PYM’s Natalie Clifford Barney Fund provides grants to organizations providing family planning, specifically planned parenthood and birth control. Over the course of winter 2021, members of the Quaker Buildings & Programs granting group met several times to discern an impactful use of the funds today.
Through their meetings, granting group members developed several priorities for use of the funds, including living up to PYM’s addressing racism commitments by supporting Black and people of color led work, supporting youth, and supporting communities across PYM’s geographic region. The accessibility of family planning has changed a lot since the 1960s, but critical issues remain when it comes to use and accessibility. Members were updated on the present family planning landscape by a Gender Justice Fund representative. The process culminated in soliciting applications from four organizations that met their priorities and the criteria.
2021 Family Planning Grantees
In June 2021 the Quaker Buildings & Programs granting group, who has care of the Natalie Clifford Barney Fund, approved 3-year grants totaling $21,000 each to providers and advocates of family planning within the PYM region. A list of the organizations with their self-described missions follows.
- Bebashi is a go-to provider for sexual health, family planning, and HIV and STI prevention education initiatives for Philadelphia’s low-income Black and Brown residents. The Bebashi Wellness Clinic provides these services free of charge with no insurance required for treatment.
- We.REIGN (Rooting, Empowering, Inspiring a Girl’s Nation) provides free programming to people who identify as Black and girl, and live or attend schools in Philadelphia county. Their program “Girls with Options” provides sexual education, family planning education, and helps develop skills for activism and advocacy that center contraceptive equity and comprehensive sexual education with a Black girl lens.
- Planned Parenthood Keystone provides and promotes access to the essential health care services and comprehensive sexuality education people need. They serve 37 counties in Eastern and Central Pennsylvania. In their words, “ensuring access to reproductive health care is essential to bringing equality to all, supporting our communities, and ensuring social justice.” Their Health Care Access and Education Program works to increase access to patents, no matter this circumstance.
- Women’s Medical Fund uses direct services and community organizing to ensure that individuals living in poverty who are prohibited from using their insurance for an abortion or have no health insurance can receive abortion care, and to ensure and expand abortion access now and always.

§ **Check your understanding**
A) Repeat the stretch of the text on the family planning grants from "PYM’s Natalie Clifford" through "the funds today.".
B) In the text on the family planning grants, how many counties does Planned Parenthood Keystone serve?
C) Carry the text on the family planning grants forward from its last sentence.
The data has nothing to do with this.

Items in a dataset

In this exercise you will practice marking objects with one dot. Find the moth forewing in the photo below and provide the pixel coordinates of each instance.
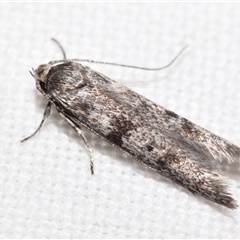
(160, 139)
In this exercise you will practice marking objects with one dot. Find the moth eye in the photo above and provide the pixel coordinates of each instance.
(41, 72)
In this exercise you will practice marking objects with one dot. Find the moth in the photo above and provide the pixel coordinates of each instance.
(154, 136)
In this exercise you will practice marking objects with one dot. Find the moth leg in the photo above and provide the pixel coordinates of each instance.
(80, 133)
(45, 115)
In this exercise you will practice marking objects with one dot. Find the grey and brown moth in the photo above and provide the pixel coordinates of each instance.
(160, 139)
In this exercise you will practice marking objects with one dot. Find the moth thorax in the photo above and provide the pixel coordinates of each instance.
(41, 72)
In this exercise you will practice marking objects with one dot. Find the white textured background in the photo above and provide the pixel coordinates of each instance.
(46, 189)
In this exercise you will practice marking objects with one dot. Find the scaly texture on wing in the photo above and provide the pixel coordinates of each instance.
(154, 136)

§ **Set of answers**
A)
PYM’s Natalie Clifford Barney Fund provides grants to organizations providing family planning, specifically planned parenthood and birth control. Over the course of winter 2021, members of the Quaker Buildings & Programs granting group met several times to discern an impactful use of the funds today.

B) It serves 37 counties in Eastern and Central Pennsylvania.

C)
As We.REIGN noted in their application, reproductive justice is aligned with the Quaker testimonies of Peace and Social Justice, which includes the idea that “realization of equality involves such matters as independence and control of one’s own life.” Quaker Buildings & Programs is excited to continue to provide support to the critical work of family planning.
PYM’s History of Supporting Family Planning
Natalie Clifford Barney left money to PYM for the Committee on Family Relations’ work on family planning. Natalie Clifford Barney, a prominent French literary figure (and notably not a Quaker), wrote her will in the 1960s. This was a decade of significant growth in the family planning movement. There were Quakers at the forefront, perhaps none more well-known than Mary Calderone, who may have helped Natalie Clifford Barney find PYM. PYM itself took a strong stance on family planning in their 1962 minute endorsing Planning Parenthood:
Philadelphia Yearly Meeting of the Religious Society of Friends gladly accepts family life as a primary and sacred relationship. This responsibility and privilege is based on spiritual, physical and economic foundations. We believe that the quality of family life is enriched if each child can be wholeheartedly welcomed. Moreover, problems of poverty and emotional strain might be lessened if children were not born in too close succession nor too great numbers in relation to circumstances. We therefore endorse planned parenthood and hope that qualified professional advice may be given to those seeking it, concerning both contraception and the promotion of fertility when that is the need. Such planning contributes to the welfare not only of particular families, but of the nation and the world.
For decades, money from the Natalie Clifford Barney Fund, under the care of the Family Planning Granting Group, was granted to the organization CHOICE. In 2015, CHOICE merged with AccessMatters and, in 2017, care of grants from fund was transferred to the Quaker Buildings & Programs granting group.